▸ **Extract provided**:
Worried about what potentially could be the world’s hottest year on record, wealthier nations have effectively undercut Paris’s marquee sustainability measure, signaling that, yes, they care about environmental aims - but not if it risks the comfort of their athletes. Some of those athletes are accustomed to temperatures cooler than what the dorms might have provided and raised concerns to their national Olympic committees.

“It’s a high-performance environment,” said Strath Gordon, the chief of public affairs for the Olympic committee of Australia, one of the countries opting for the ACs.

To capture the scale of planned portable air-conditioning use at the games, The Washington Post sent inquiries to 20 of the largest competing nations. Among the eight that responded, all - including the United States - said they were planning to use portable ACs in some or all of their athletes’ rooms. Others with air-conditioning plans include Great Britain, Canada, Italy, and - to a limited degree - Germany, which says ACs will be used for participants in just a handful of sports. If Japan, which did not respond to The Post’s inquiry, goes through with its own air-conditioning plans - announced at a news conference last December - then every Group of Seven country aside from the host will be using the units.

Those countries - plus Greece, Denmark and Australia, which also responded to The Post - accounted for more than 3,000 athletes at the previous Olympics, in Tokyo, more than a quarter of the total.

The wild card is China, which did not respond to the inquiry. It has one of the largest delegations - and it has an exceptionally fast growth rate of domestic AC usage.

“We will bring them. And we will take them back to Greece,” said Alexandra Palli, president of the Greek Olympic committee for environmental sustainability, who said her country was responding to the wishes of its athletes. “They need support. Because what they do is very difficult anyway.”

Many other countries plan to obtain the ACs in France.

▸ **What is needed**:
Copy the passage above about Olympic teams bringing portable air conditioners to Paris, in full and word for word.

▸ **Source data**:

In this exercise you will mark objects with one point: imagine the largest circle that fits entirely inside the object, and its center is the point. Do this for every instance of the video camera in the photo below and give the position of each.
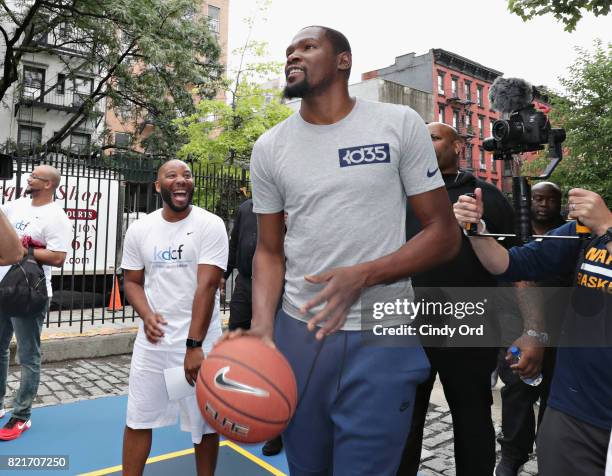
(521, 129)
(525, 129)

▸ **Complete answer**:
Worried about what potentially could be the world’s hottest year on record, wealthier nations have effectively undercut Paris’s marquee sustainability measure, signaling that, yes, they care about environmental aims - but not if it risks the comfort of their athletes. Some of those athletes are accustomed to temperatures cooler than what the dorms might have provided and raised concerns to their national Olympic committees.

“It’s a high-performance environment,” said Strath Gordon, the chief of public affairs for the Olympic committee of Australia, one of the countries opting for the ACs.

To capture the scale of planned portable air-conditioning use at the games, The Washington Post sent inquiries to 20 of the largest competing nations. Among the eight that responded, all - including the United States - said they were planning to use portable ACs in some or all of their athletes’ rooms. Others with air-conditioning plans include Great Britain, Canada, Italy, and - to a limited degree - Germany, which says ACs will be used for participants in just a handful of sports. If Japan, which did not respond to The Post’s inquiry, goes through with its own air-conditioning plans - announced at a news conference last December - then every Group of Seven country aside from the host will be using the units.

Those countries - plus Greece, Denmark and Australia, which also responded to The Post - accounted for more than 3,000 athletes at the previous Olympics, in Tokyo, more than a quarter of the total.

The wild card is China, which did not respond to the inquiry. It has one of the largest delegations - and it has an exceptionally fast growth rate of domestic AC usage.

“We will bring them. And we will take them back to Greece,” said Alexandra Palli, president of the Greek Olympic committee for environmental sustainability, who said her country was responding to the wishes of its athletes. “They need support. Because what they do is very difficult anyway.”

Many other countries plan to obtain the ACs in France.